──────── Document extract ────────

Confessions of a two-drink weakling
There’s this early issue of the Joss Whedon Astonishing X-Men, where all the X-Peeps are in the danger room and we see what they’re thinking. Wikipedia remembers some of the exchange thusly:
Colossus: Kitty’s grown so much while I was… away. I know I feel the same for her as I once did, but does she? How can I expose her to the possibility of such pain? … I’m riding a monster’s nostrils. I should really concentrate.
Shadowcat: I loved Colossus once. I would have given my life for him. Then he gave his for all of us. How do I feel about him now? Ah, this is so complicated! [Pause] I should really pay attention.
Wolverine: … I really like beer.
It is ludicrous for me to even presume to write something about alcohol. I can’t drink red wine at all. I get a hangover from a friggin’ look at a bottle of Chardonnay. Two glasses of pretty much anything alcoholic is all it takes for me to lose all sense of my legs below the knee. Oh, I can still walk, but it’s oddly like floating over a chasm. Don’t look down!

──────── Items ────────

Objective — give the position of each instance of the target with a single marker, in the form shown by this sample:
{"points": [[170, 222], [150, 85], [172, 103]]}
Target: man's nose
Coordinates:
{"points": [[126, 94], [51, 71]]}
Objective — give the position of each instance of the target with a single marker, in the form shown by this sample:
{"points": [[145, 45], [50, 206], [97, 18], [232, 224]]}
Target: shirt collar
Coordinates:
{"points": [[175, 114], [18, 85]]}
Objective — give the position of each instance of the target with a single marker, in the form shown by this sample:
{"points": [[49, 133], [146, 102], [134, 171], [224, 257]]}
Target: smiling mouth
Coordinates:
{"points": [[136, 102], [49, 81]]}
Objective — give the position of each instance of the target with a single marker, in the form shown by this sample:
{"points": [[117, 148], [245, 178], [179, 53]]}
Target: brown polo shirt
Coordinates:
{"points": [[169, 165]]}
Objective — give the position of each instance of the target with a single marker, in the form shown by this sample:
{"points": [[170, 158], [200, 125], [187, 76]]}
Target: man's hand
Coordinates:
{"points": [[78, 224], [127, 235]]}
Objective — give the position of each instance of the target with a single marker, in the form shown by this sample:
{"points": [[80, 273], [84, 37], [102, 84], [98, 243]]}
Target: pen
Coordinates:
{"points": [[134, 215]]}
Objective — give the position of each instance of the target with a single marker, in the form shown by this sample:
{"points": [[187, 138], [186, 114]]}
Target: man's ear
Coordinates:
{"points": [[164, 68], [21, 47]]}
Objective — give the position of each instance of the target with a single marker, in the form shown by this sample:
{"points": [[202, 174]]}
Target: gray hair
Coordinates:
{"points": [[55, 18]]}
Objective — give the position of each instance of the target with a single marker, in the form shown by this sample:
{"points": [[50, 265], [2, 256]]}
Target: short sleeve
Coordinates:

────────

__Directive A__. According to the post about being a two-drink weakling, which kind of wine can the writer not drink at all?
__Directive B__. Go on with the post about being a two-drink weakling, picking up right after its last sentence.

__Right answer A__. Red wine.

__Right answer B__.
I have been gifted with the opportunity over the last few years, through no merit of my own, I might add, to taste some stunning wines. My palate has, in fact, developed. I’ve learned to smell and taste things–things!–in wine. I’ve learned to like bubbly, at least when it’s Prosecco, or Sumac Ridge‘s incomparable Stellar’s Jay Brut. I’ve had crazy mad crushes on Wild Goose Autumn Gold, not to mention pretty much everything Tinhorn Creek has ever made, and all Iniskillin‘s lovely, complex ice wines.
The wine has been great. It has been an unbelievable experience to explore an area about which I knew absolutely nothing. (Current knowledge now equals nothing minus one.) But there are days when the upshot of all this exploration and delight boils down to this: I really like beer.
Some of you may not know this, but Canada’s liquor laws are not those of the U.S. Our grocery stores don’t have a booze aisle. Seriously. A thing some of us do when we go South is go into food stores just to look at the booze aisle! “Wowww,” we say. “You can buy wine and Pop-tarts under the same roof!”
When I was growing up in Alberta, you see, all booze came from government liquor stores. These were dour concrete blocks, laid out with all the breezy savoir faire of a maximum security prison on the verge of emergency lockdown, and you couldn’t go into them until you were of age, unless you lived in a small town and your dad was one of the bigtime regulars, if you know what I mean, in which case they pretended not to see you.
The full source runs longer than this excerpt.